Image point grounding data:
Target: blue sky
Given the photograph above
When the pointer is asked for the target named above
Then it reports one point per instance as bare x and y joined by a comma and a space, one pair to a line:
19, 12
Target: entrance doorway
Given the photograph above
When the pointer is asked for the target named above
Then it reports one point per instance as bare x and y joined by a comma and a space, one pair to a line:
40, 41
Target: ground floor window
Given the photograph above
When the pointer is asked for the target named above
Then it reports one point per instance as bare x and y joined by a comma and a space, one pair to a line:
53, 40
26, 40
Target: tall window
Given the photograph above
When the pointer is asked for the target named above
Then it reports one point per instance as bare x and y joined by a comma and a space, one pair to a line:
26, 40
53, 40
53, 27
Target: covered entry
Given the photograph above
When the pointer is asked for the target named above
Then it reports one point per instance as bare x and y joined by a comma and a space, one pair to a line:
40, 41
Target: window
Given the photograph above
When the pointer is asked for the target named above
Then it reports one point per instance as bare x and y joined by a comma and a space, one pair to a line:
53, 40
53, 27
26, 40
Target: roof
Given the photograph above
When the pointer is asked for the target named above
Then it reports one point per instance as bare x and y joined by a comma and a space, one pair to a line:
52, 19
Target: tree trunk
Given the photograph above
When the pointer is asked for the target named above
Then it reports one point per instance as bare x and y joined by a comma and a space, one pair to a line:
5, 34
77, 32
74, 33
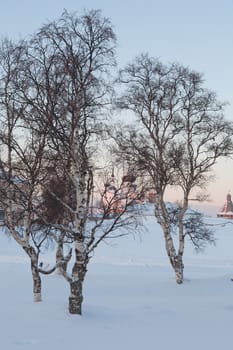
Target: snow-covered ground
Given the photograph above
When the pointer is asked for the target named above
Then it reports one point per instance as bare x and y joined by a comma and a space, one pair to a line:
131, 299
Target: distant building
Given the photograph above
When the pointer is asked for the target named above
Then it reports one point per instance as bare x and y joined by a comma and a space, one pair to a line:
227, 210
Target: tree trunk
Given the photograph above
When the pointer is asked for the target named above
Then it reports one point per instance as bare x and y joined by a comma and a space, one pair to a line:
179, 269
35, 273
76, 297
61, 260
78, 274
175, 259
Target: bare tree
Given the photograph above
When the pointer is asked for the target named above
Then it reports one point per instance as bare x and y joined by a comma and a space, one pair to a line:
21, 158
179, 135
63, 85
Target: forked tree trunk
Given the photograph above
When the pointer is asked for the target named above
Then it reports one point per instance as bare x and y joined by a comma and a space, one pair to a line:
175, 259
78, 276
35, 273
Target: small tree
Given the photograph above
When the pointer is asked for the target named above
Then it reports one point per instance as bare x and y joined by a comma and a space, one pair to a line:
179, 135
63, 84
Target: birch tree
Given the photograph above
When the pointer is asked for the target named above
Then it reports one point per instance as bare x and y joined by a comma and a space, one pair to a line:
67, 70
179, 134
21, 157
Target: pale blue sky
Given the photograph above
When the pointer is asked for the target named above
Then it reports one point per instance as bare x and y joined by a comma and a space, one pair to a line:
196, 33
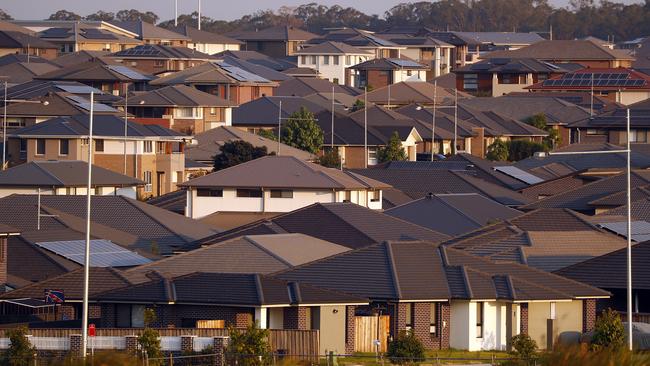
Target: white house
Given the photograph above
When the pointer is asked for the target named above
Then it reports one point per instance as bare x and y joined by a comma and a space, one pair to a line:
331, 59
278, 184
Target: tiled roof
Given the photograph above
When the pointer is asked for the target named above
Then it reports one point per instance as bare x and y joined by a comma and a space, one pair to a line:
423, 271
63, 173
246, 254
453, 214
346, 224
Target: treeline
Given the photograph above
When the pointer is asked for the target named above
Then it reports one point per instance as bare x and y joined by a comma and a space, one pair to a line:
603, 19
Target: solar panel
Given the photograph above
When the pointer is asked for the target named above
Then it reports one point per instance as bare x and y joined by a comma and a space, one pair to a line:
128, 72
640, 229
103, 253
519, 174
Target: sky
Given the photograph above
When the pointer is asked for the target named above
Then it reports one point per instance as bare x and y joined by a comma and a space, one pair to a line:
216, 9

Task details -
Your answer should be every line above that contains the word "blue".

Task result -
Target: blue sky
Target: pale blue sky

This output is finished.